Stated exercise — Rewrite the lines below, swapping every occurrence of "one point per instance" for "a single point for each instance" and leaving everything else untouched.
++++++++
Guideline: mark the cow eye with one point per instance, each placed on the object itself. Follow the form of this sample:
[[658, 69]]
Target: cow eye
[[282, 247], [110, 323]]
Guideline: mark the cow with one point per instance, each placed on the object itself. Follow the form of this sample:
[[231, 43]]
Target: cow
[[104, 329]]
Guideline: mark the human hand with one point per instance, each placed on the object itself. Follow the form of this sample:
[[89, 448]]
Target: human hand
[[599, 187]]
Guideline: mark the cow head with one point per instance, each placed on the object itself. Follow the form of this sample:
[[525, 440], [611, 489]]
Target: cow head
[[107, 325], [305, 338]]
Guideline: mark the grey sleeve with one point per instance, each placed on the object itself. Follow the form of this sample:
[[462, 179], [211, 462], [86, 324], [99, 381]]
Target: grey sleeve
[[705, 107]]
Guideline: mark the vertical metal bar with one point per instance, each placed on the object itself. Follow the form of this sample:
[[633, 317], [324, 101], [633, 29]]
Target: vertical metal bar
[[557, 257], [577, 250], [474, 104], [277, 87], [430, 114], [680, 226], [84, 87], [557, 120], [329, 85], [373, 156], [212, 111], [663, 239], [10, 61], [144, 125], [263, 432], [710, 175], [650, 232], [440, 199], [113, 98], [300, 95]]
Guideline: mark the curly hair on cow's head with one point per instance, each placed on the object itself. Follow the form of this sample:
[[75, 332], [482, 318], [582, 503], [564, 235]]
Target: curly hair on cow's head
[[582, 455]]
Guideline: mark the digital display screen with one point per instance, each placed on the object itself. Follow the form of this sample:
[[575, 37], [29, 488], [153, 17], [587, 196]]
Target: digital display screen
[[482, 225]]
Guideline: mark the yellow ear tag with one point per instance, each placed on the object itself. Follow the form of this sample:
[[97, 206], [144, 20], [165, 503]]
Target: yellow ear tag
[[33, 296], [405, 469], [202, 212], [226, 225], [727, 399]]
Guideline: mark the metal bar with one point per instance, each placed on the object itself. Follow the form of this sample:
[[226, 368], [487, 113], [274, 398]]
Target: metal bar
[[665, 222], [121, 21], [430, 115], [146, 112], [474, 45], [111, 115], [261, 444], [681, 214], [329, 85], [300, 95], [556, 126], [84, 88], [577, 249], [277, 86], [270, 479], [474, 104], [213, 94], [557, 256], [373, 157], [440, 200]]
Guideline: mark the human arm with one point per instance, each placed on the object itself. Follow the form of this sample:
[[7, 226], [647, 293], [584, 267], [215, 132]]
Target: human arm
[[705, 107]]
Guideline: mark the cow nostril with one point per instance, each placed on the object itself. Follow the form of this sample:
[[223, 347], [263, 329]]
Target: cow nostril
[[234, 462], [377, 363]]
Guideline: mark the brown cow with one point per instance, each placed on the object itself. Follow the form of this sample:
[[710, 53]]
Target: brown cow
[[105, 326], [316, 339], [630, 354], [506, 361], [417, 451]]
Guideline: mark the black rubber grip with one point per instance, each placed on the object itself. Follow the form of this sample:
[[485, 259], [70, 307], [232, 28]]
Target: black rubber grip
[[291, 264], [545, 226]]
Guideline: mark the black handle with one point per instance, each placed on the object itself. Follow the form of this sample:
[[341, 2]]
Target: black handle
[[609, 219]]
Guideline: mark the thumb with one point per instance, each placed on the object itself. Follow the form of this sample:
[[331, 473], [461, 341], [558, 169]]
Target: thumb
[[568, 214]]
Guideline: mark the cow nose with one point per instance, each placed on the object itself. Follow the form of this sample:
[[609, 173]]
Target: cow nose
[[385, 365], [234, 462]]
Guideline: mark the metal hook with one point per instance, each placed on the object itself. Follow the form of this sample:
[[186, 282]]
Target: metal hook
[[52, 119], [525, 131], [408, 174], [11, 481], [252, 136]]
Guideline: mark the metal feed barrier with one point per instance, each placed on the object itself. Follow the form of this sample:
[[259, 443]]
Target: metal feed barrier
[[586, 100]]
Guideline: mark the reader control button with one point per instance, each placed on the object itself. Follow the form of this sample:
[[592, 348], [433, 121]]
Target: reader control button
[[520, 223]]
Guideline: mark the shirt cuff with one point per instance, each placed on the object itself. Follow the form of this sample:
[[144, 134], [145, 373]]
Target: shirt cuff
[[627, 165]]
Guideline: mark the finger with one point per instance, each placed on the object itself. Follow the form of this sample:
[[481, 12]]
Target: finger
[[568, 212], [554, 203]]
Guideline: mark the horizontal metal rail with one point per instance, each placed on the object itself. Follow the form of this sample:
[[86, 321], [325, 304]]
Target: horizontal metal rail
++++++++
Result below —
Guideline: mark the cow eye with a single point for each instance, each placed on the object itself. Follow the form of this sample:
[[658, 69]]
Target: cow eye
[[282, 247], [110, 323]]
Guideline: mark the cow with a single point for each instance, each placed on the object itself. Follow the form of this sample:
[[231, 43]]
Target: cow
[[104, 329]]
Guideline: mark the human hand with a single point for each instance, each placed on the object itself. Follow the form of this sample:
[[89, 448]]
Target: human hand
[[599, 187]]
Guideline: mark the cow head with a single point for each instance, each placed on the object itself. Follow the form of this sample:
[[525, 440], [611, 489]]
Target: cow head
[[107, 325], [305, 338]]
Guideline: mark the grey sleeve with a single point for each instance, each placed on the object itself. Follow the form of this sample:
[[462, 179], [211, 462], [86, 324], [99, 381]]
Target: grey sleeve
[[705, 107]]
Guideline: mark the vertical metal bar with a single point for each instance, each placed on the object itself. Follow the form of this sample:
[[633, 317], [324, 101], [633, 29]]
Target: vertical metal bar
[[557, 257], [577, 250], [474, 104], [277, 87], [430, 114], [680, 226], [84, 87], [557, 120], [329, 85], [373, 156], [212, 111], [663, 239], [10, 61], [144, 125], [263, 432], [710, 175], [650, 232], [440, 199], [113, 98], [300, 95]]
Guideline: mark the curly hair on cow's head with a single point for each instance, each placed on the object itself. Follow the form of this sample:
[[75, 332], [482, 318], [582, 503], [564, 235]]
Target: curly hair on cow's head
[[582, 455]]
Guideline: mark the digital display screen with a single point for each instance, each placed on the object itself. Follow the form of this sample:
[[575, 37], [29, 488], [153, 17], [587, 196]]
Target: digital display screen
[[482, 225]]
Guideline: mark the yellow ear tag with a single point for each instance, each placed on the object itself. Follow the form of this sample:
[[97, 206], [144, 20], [165, 503]]
Target: yellow ear tag
[[33, 296], [405, 469], [202, 212], [226, 225], [727, 399]]
Guideline: mark the metal bar with a single point for each instance, each placed on the object itself. Follow the form of this sample:
[[226, 368], [487, 113], [274, 398]]
Target: metal bar
[[665, 222], [121, 21], [430, 115], [146, 112], [474, 45], [111, 115], [261, 444], [681, 214], [329, 85], [300, 95], [556, 126], [84, 88], [577, 249], [277, 86], [270, 479], [474, 104], [213, 94], [557, 256], [373, 157], [440, 200]]
Guideline: mark the human arm with a single point for each instance, each placed on the object itself. Follow the form of this sample:
[[7, 226], [647, 293], [584, 267], [215, 132]]
Target: human arm
[[705, 107]]
Guideline: mark the cow nostril with a single point for each instance, each placed on the object itself. Follow the form of this sample:
[[223, 347], [263, 329]]
Target: cow nostril
[[234, 462], [377, 363]]
Guideline: mark the brown cow with a single point for each instance, each placed on the object itself. Follow the form of this sample:
[[710, 53]]
Target: brown cow
[[105, 326], [316, 339], [630, 354], [506, 361], [417, 451]]
Guideline: mark the black rubber grip with a single point for each instance, each placed on the object itself. Follow the form of this sample:
[[485, 259], [70, 307], [232, 28]]
Target: black rubber grip
[[291, 264], [545, 226]]
Guideline: mark the black handle with a single point for each instance, each placed on the object itself. Follow the form of this sample:
[[341, 2]]
Target: black handle
[[609, 219]]
Guideline: mark the thumb with a single point for each instance, each placed on the object itself. Follow the form of this sample:
[[331, 473], [461, 341], [558, 169]]
Target: thumb
[[568, 214]]
Guideline: mark the cow nose with a single point for each instance, each placed on the object itself. Follow the form of this sample:
[[609, 173]]
Target: cow nose
[[385, 365], [234, 462]]
Guideline: mark the metal hook with a single point for each instance, each placed on the object itself. Follow the form of this sample:
[[186, 282]]
Target: metal hook
[[52, 119], [525, 131], [408, 174], [11, 481], [252, 136]]
Guideline: mark the metal feed barrier with a single point for each instance, each placed on the object itself. Follow the form of this sample:
[[259, 443]]
Target: metal feed barrier
[[586, 100]]
Guideline: mark the reader control button with a single point for each instance, each placed on the object itself. Follow the form of this sample:
[[592, 348], [433, 121]]
Target: reader control button
[[520, 223]]
Guideline: mark the shirt cuff with a single point for each instance, each placed on the object itself. Follow the form of this sample:
[[144, 134], [145, 373]]
Target: shirt cuff
[[627, 165]]
Guideline: mark the finger with a single point for each instance, each placed on the object itself. Follow the form of this sample:
[[481, 12]]
Target: finger
[[568, 212], [554, 203]]
Guideline: mark the horizontal metal rail with a single point for each instance, each placed on the object itself. Follow the form of this sample:
[[86, 321], [325, 304]]
Target: horizontal metal rail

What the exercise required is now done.